§ **SELECTION**

(begin)

In ascribing the sufficiency and efficacy of the atonement made by our Saviour to the pre-eminent dignity of his person as the Son of God, we are justified by the direct testimony of Scripture, which is wont to unite these together in such juxtaposition as plainly implies their intimate and inseparable relation to each other.

We have already seen that the author of the Epistle to the Hebrews founds the insufficiency of the victims under the law to take away sin on their inherent meanness, with which he contrasts the validity of the atonement made by Christ: a mode of reasoning, the force of which entirely depends on his superior dignity and worth. After asserting that the blood of bulls and of goats could not take away sin, he adds, Then said I, Lo, I come to do thy will, O God. Above, when he said, Sacrifice, and offering, and burnt-offerings for sin thou wouldst not, neither hadst pleasure therein which are offered by the law; then said he, Lo, I come to do thy will, O God. He taketh away the first that he may establish the second. Adverting to the acknowledged fact that the blood of bulls and of goats availed to the purifying of the flesh, in other words, to the removal of ceremonial pollutions, he adds, How much more shall the blood of Christ, who through the Eternal Spirit offered himself without spot to God, purge your consciences from dead works to serve the living and true God?

(end)

[Image box annotation items]
(begin)

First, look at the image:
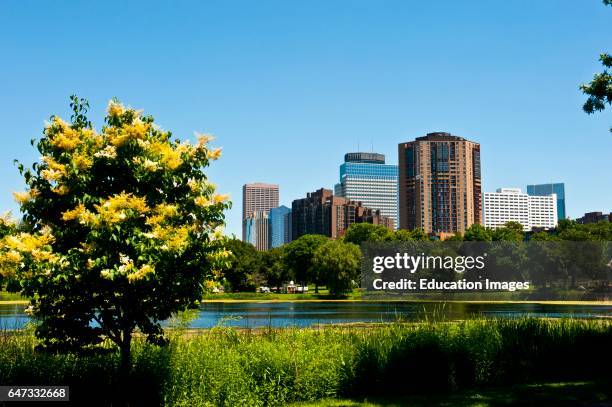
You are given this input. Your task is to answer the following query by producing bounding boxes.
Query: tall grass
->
[0,318,612,406]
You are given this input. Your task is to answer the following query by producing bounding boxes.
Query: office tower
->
[482,188,557,231]
[268,205,291,248]
[244,211,269,250]
[527,182,566,220]
[576,212,612,224]
[242,183,278,241]
[334,153,397,230]
[291,188,393,240]
[398,132,482,235]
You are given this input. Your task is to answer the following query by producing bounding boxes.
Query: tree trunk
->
[119,331,132,380]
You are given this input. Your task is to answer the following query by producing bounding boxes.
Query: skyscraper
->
[482,188,557,231]
[268,205,291,248]
[398,132,482,234]
[242,183,278,241]
[291,188,393,240]
[244,211,270,250]
[334,153,397,230]
[527,182,566,220]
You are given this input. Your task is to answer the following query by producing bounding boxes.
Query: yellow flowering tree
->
[0,96,230,369]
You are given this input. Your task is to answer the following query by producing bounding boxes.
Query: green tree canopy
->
[223,239,262,291]
[580,0,612,132]
[261,246,294,289]
[284,235,329,285]
[0,97,230,376]
[312,240,361,295]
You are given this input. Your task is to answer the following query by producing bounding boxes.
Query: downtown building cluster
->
[242,132,566,250]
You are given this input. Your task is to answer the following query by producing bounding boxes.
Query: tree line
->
[223,220,612,295]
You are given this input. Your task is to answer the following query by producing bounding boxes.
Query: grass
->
[290,381,612,407]
[0,318,612,406]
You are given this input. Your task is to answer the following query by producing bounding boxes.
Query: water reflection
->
[0,301,612,329]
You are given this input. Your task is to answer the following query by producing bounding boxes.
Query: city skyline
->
[0,0,612,237]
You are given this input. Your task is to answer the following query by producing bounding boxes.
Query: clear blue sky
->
[0,0,612,235]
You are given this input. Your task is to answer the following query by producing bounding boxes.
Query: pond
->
[0,301,612,329]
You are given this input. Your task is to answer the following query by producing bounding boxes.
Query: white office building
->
[482,188,557,231]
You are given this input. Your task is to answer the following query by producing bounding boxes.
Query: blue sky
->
[0,0,612,235]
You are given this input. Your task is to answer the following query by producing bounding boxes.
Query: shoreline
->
[0,298,612,306]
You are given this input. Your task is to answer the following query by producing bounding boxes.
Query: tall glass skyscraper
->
[527,182,566,220]
[334,153,398,228]
[244,211,269,250]
[268,205,291,248]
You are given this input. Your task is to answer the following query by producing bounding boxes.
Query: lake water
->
[0,301,612,329]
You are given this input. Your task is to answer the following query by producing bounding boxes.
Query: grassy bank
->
[0,318,612,406]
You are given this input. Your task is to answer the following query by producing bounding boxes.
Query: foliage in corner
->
[0,96,230,372]
[580,0,612,132]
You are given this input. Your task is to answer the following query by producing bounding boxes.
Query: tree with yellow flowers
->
[0,96,230,372]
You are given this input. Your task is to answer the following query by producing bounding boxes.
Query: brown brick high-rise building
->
[398,132,482,234]
[291,188,394,240]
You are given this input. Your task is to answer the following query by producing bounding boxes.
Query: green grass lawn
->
[202,285,362,301]
[0,290,28,302]
[291,382,612,407]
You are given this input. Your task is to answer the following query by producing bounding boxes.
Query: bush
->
[0,318,612,406]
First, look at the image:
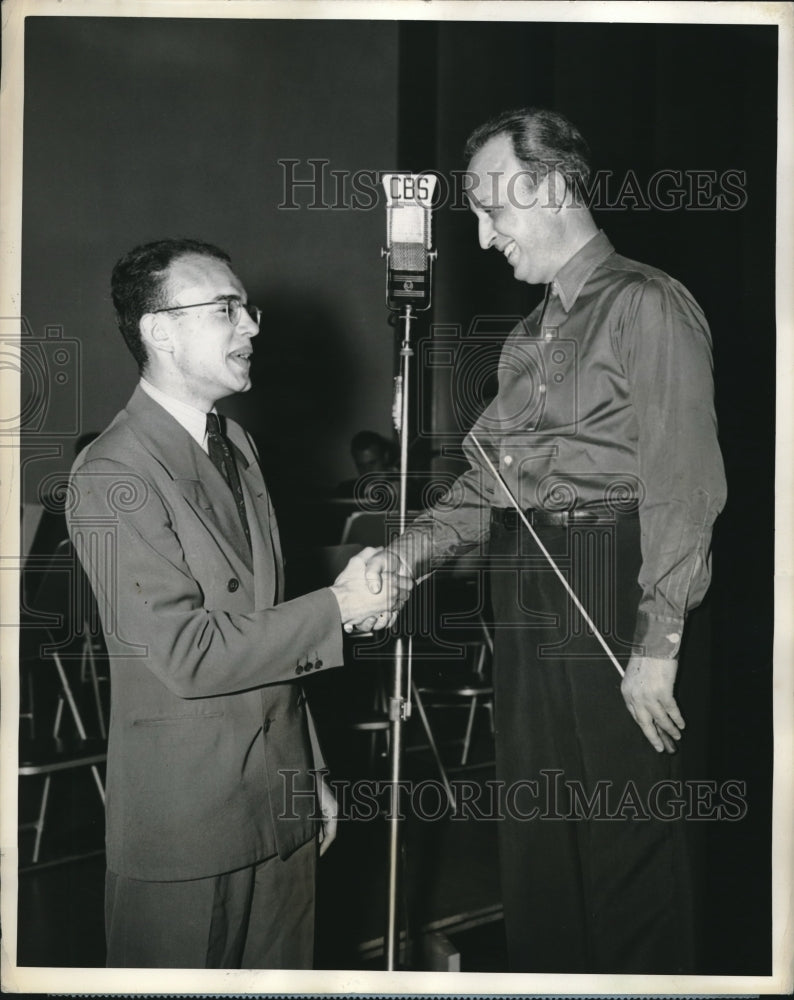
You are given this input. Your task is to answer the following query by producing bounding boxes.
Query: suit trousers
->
[105,839,317,969]
[490,516,694,973]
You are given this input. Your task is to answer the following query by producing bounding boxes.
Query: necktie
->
[207,413,251,550]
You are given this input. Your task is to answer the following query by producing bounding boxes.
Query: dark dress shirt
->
[393,233,726,657]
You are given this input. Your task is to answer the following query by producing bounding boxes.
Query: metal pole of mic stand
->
[384,305,414,972]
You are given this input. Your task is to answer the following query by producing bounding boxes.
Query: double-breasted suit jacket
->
[68,388,342,880]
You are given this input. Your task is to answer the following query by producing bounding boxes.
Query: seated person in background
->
[336,431,400,499]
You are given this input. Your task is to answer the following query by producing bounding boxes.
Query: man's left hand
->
[320,778,338,857]
[620,656,684,753]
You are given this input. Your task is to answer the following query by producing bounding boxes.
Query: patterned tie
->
[207,413,251,551]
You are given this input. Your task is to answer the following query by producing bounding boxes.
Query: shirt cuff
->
[634,611,684,660]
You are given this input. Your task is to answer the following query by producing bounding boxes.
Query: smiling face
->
[468,134,572,285]
[142,254,259,411]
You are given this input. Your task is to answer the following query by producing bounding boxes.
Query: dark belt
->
[491,507,637,531]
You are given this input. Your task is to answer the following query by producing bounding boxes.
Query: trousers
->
[489,517,696,974]
[105,840,317,969]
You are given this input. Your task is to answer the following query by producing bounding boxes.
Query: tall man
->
[369,109,725,973]
[68,240,402,968]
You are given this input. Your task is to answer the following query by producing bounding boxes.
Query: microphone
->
[381,174,437,312]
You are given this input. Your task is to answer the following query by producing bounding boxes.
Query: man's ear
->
[544,169,571,212]
[139,313,174,355]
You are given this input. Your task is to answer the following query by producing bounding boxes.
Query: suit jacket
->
[68,388,342,880]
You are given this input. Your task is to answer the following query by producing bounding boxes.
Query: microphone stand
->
[384,305,414,972]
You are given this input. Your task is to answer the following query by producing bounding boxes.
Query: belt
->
[491,507,638,531]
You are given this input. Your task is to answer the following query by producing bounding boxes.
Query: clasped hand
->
[331,548,413,632]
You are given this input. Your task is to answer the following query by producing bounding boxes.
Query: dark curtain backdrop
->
[22,18,777,973]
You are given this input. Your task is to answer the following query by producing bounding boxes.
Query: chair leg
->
[91,764,105,805]
[411,681,456,812]
[83,632,108,740]
[33,774,51,865]
[460,694,477,764]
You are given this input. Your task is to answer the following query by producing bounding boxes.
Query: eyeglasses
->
[151,299,262,326]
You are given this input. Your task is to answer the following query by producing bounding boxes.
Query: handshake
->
[331,548,414,632]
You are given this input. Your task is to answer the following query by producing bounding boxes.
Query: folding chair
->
[18,540,107,864]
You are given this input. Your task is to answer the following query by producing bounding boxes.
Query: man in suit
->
[370,108,725,973]
[68,240,396,968]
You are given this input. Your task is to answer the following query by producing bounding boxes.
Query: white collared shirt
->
[139,378,212,453]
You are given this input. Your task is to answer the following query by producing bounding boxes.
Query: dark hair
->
[110,239,231,372]
[463,108,590,188]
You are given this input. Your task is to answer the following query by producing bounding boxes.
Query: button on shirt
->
[393,233,725,657]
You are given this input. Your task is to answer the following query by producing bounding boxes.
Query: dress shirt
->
[140,378,216,454]
[392,232,725,657]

(end)

§ **WHAT IS NEEDED**
In the passage on the atonement, on what does the author of the Epistle to the Hebrews found the insufficiency of the victims under the law to take away sin? The items are separate material, apart from the passage on the atonement.

§ **RESPONSE TO THIS EXERCISE**
On their inherent meanness.